ASSIGNED TASK ▸ Would you please return the line containing "Box the strawberry shortcake." and all the lines after it through the end of the records below, unchanged and on their own?

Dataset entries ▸

- - - - -

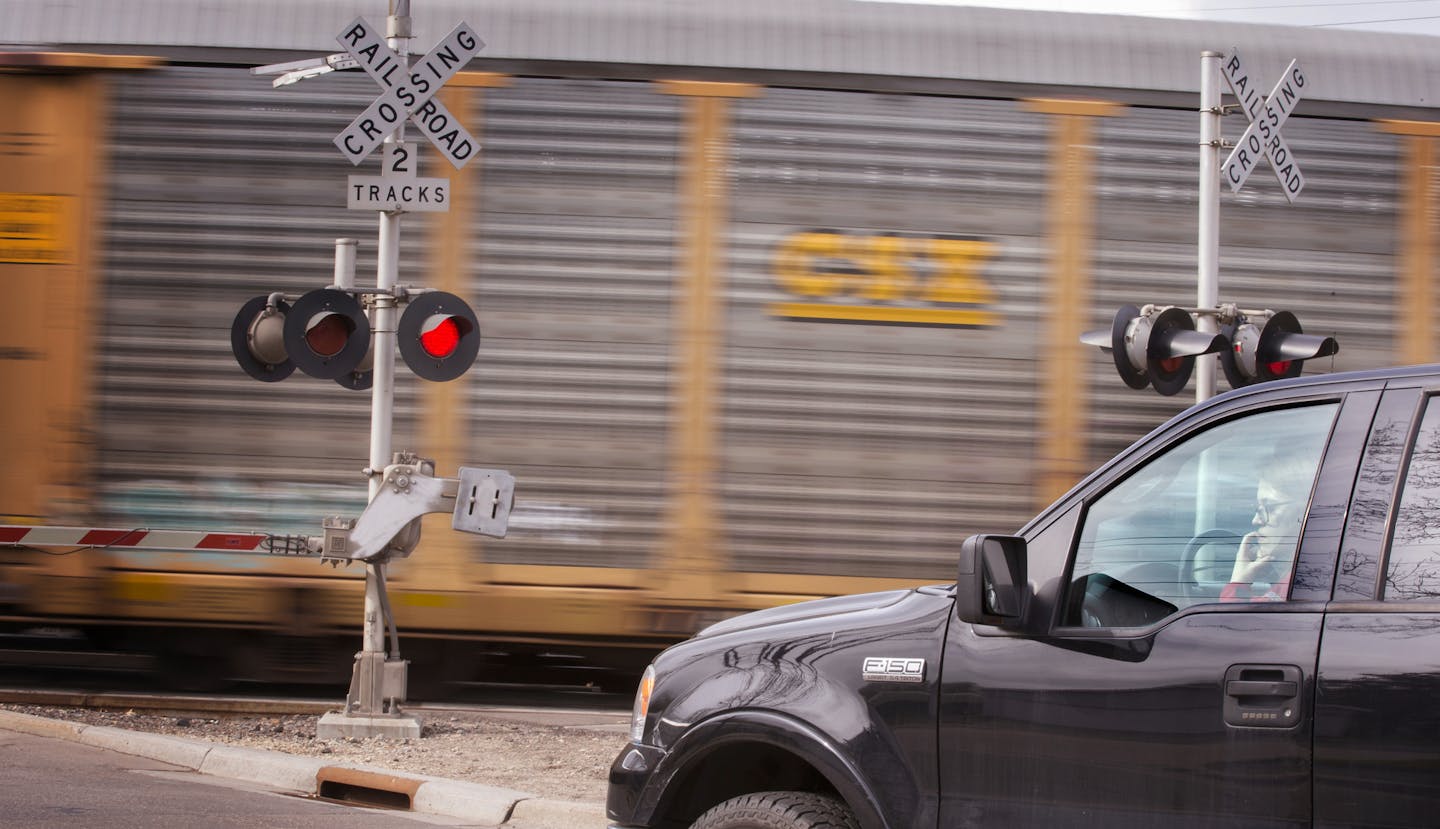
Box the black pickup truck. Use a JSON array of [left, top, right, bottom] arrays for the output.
[[607, 364, 1440, 829]]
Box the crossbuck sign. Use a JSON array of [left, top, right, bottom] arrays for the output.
[[1221, 50, 1306, 203], [334, 17, 482, 169]]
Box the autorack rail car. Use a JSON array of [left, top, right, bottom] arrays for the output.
[[0, 0, 1437, 686]]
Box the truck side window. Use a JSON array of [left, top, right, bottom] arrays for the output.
[[1061, 404, 1337, 628], [1385, 398, 1440, 601]]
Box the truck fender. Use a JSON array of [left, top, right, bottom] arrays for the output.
[[641, 709, 891, 829]]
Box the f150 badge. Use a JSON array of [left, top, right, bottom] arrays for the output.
[[862, 657, 926, 683]]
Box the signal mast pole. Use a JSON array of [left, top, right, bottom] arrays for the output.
[[319, 0, 420, 740], [244, 0, 497, 741], [1197, 51, 1223, 404]]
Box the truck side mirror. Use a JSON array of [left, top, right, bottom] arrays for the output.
[[956, 534, 1028, 627]]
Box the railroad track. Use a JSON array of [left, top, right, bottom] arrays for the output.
[[0, 684, 632, 720]]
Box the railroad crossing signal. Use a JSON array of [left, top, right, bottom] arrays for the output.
[[1220, 310, 1338, 387], [1083, 305, 1338, 395], [244, 5, 502, 739], [1221, 51, 1306, 202], [1082, 305, 1227, 396], [231, 286, 480, 387]]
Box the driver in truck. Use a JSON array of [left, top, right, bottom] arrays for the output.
[[1221, 450, 1314, 602]]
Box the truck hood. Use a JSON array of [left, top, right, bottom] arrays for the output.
[[695, 588, 917, 639]]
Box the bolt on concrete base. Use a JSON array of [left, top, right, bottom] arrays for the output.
[[316, 711, 422, 740]]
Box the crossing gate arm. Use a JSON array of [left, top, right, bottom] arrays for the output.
[[0, 525, 324, 556], [0, 461, 513, 564]]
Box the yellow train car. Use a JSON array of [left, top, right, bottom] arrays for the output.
[[1, 0, 1438, 686]]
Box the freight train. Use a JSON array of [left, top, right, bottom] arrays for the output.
[[0, 0, 1436, 688]]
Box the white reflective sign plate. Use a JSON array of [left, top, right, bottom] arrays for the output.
[[1221, 51, 1307, 202], [333, 17, 483, 167], [347, 175, 451, 212]]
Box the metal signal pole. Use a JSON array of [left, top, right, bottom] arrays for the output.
[[1197, 51, 1223, 404], [319, 0, 421, 740]]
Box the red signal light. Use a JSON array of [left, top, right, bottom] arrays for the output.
[[419, 317, 461, 358], [397, 292, 480, 382]]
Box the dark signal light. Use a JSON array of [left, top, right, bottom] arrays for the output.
[[305, 313, 356, 357], [283, 289, 371, 380]]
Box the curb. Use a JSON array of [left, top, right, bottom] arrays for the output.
[[0, 709, 607, 827]]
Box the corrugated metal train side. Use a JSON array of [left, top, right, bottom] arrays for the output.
[[0, 45, 1430, 684]]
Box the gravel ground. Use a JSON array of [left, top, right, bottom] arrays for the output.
[[0, 702, 629, 804]]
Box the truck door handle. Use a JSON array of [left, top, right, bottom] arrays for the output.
[[1223, 664, 1302, 728], [1226, 680, 1298, 698]]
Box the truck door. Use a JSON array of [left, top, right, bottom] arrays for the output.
[[1315, 385, 1440, 827], [939, 390, 1377, 827]]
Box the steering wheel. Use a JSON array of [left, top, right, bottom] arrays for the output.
[[1181, 529, 1243, 602]]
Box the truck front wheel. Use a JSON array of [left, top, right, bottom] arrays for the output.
[[690, 791, 858, 829]]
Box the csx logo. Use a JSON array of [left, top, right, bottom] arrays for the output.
[[862, 656, 926, 683], [770, 230, 998, 327]]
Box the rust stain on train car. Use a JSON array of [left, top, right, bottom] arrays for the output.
[[0, 72, 109, 523]]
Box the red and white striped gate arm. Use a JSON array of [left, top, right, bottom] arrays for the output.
[[0, 525, 322, 556]]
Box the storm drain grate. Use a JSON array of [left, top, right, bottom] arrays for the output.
[[315, 767, 422, 810]]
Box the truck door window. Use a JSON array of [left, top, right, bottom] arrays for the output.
[[1062, 403, 1338, 628], [1384, 397, 1440, 601]]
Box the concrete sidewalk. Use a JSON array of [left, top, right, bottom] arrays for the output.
[[0, 708, 605, 827]]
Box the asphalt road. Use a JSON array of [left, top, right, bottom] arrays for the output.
[[0, 728, 476, 828]]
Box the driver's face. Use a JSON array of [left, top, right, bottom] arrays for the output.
[[1252, 479, 1303, 551]]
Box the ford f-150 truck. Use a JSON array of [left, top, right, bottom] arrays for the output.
[[607, 364, 1440, 828]]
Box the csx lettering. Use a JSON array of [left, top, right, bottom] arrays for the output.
[[775, 231, 996, 306]]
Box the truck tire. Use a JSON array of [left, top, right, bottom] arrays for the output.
[[690, 791, 859, 829]]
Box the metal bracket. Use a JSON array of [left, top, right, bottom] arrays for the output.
[[251, 53, 361, 88], [322, 455, 515, 563]]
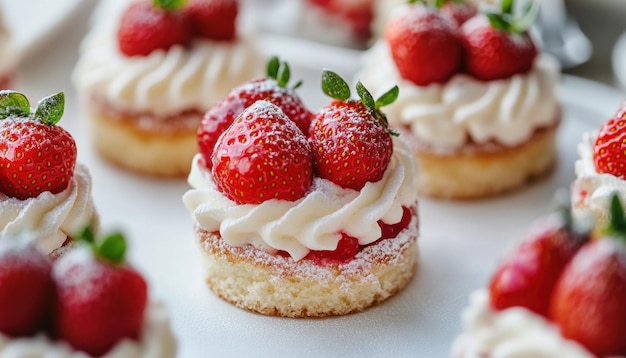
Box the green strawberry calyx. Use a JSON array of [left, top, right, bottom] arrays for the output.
[[76, 226, 128, 264], [484, 0, 540, 34], [321, 69, 400, 136], [0, 90, 65, 125], [605, 193, 626, 243], [153, 0, 187, 11], [266, 56, 303, 90]]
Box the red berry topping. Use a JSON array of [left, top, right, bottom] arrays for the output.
[[378, 206, 412, 240], [440, 0, 477, 26], [460, 1, 538, 81], [305, 234, 360, 264], [117, 0, 192, 57], [488, 208, 588, 317], [309, 70, 398, 191], [0, 91, 77, 200], [384, 4, 462, 86], [54, 230, 148, 357], [183, 0, 238, 41], [212, 100, 313, 204], [0, 242, 54, 337], [550, 195, 626, 357], [198, 57, 312, 168], [594, 101, 626, 178]]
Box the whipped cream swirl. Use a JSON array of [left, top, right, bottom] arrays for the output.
[[183, 138, 419, 260], [0, 164, 96, 254], [452, 290, 595, 358], [357, 41, 560, 151]]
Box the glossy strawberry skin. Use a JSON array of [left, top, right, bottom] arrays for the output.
[[385, 5, 462, 86], [183, 0, 238, 41], [549, 239, 626, 357], [0, 245, 54, 337], [488, 217, 585, 317], [0, 117, 77, 200], [460, 15, 537, 81], [118, 1, 192, 57], [305, 234, 360, 264], [198, 79, 313, 168], [441, 1, 477, 26], [53, 259, 148, 357], [309, 99, 392, 191], [378, 206, 412, 240], [594, 102, 626, 178], [212, 101, 313, 204]]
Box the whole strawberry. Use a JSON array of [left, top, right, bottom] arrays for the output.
[[212, 100, 313, 205], [488, 206, 589, 317], [0, 240, 54, 337], [309, 70, 398, 191], [118, 0, 192, 56], [594, 101, 626, 178], [183, 0, 238, 41], [0, 91, 77, 200], [549, 194, 626, 357], [53, 228, 147, 357], [198, 57, 312, 168], [384, 1, 462, 86], [460, 0, 538, 81]]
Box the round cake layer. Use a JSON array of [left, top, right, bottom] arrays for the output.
[[195, 208, 419, 318], [412, 120, 559, 199]]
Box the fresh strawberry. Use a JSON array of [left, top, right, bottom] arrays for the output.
[[305, 234, 359, 264], [117, 0, 192, 57], [550, 194, 626, 357], [54, 229, 147, 357], [378, 206, 412, 240], [460, 0, 538, 81], [197, 57, 312, 168], [488, 207, 589, 317], [211, 100, 313, 205], [384, 2, 462, 86], [183, 0, 238, 41], [309, 70, 398, 191], [0, 91, 77, 200], [594, 101, 626, 178], [0, 241, 54, 337], [440, 0, 477, 26]]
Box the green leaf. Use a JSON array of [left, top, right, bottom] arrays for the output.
[[0, 90, 30, 119], [434, 0, 445, 8], [375, 85, 399, 108], [266, 56, 280, 80], [292, 80, 303, 90], [321, 70, 351, 101], [501, 0, 513, 14], [153, 0, 187, 11], [97, 232, 127, 264], [277, 61, 291, 88], [356, 81, 375, 110], [34, 91, 65, 125], [485, 12, 511, 32], [511, 0, 540, 33], [77, 225, 96, 244]]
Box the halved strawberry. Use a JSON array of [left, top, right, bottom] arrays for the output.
[[594, 101, 626, 178], [0, 91, 76, 200], [183, 0, 238, 41]]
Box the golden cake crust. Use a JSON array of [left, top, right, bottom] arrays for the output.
[[195, 207, 420, 318], [410, 116, 560, 200]]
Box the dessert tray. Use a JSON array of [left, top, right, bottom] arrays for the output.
[[8, 1, 626, 356]]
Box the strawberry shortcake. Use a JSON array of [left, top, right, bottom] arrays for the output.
[[357, 0, 560, 199], [0, 90, 97, 256], [183, 69, 419, 317], [452, 197, 626, 357], [73, 0, 263, 177], [0, 229, 176, 357]]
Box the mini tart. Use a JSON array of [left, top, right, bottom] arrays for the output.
[[409, 117, 560, 200], [194, 206, 419, 318]]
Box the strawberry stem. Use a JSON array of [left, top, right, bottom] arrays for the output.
[[321, 69, 351, 101], [153, 0, 187, 11], [606, 194, 626, 241], [484, 0, 539, 34], [75, 226, 128, 264], [0, 90, 31, 119], [266, 56, 301, 89], [34, 91, 64, 125]]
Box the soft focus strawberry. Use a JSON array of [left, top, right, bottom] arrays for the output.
[[183, 0, 238, 41], [54, 229, 147, 357], [309, 70, 398, 191], [550, 194, 626, 357], [307, 0, 373, 42], [384, 3, 462, 86], [594, 101, 626, 178], [440, 0, 477, 26], [212, 100, 313, 204], [117, 0, 192, 56], [488, 208, 588, 317], [0, 241, 54, 337], [0, 91, 77, 200], [460, 0, 538, 81], [197, 57, 312, 168]]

- - - - -

WRITTEN SOLUTION ▸
Box the strawberry shortcake. Use a JSON array of [left, top, right, bottom] arrays for the output.
[[357, 0, 560, 199], [0, 90, 97, 256], [183, 69, 419, 317], [452, 197, 626, 357], [73, 0, 263, 177], [0, 229, 176, 357]]
Box the mini tart. Use a JSON array of [left, top, right, bottom] arrays for the output.
[[409, 117, 560, 200], [194, 206, 419, 318]]
Box the strawberry stem. Use a JSON array of [left, top, right, bottom] arrays for the output.
[[321, 69, 351, 101], [153, 0, 187, 11], [606, 194, 626, 241], [484, 0, 539, 34], [75, 226, 128, 264], [0, 90, 31, 119], [266, 56, 301, 89], [34, 91, 64, 125]]
Box the soft focus strawberry. Use a JSON array of [left, top, right, bottom] arrays for the output.
[[183, 0, 238, 41], [54, 229, 147, 357], [309, 70, 398, 191], [550, 194, 626, 357], [307, 0, 373, 42], [384, 3, 462, 86], [594, 101, 626, 178], [440, 0, 477, 26], [212, 100, 313, 204], [117, 0, 192, 56], [488, 208, 588, 317], [0, 241, 54, 337], [0, 91, 77, 200], [460, 0, 538, 81], [197, 57, 312, 168]]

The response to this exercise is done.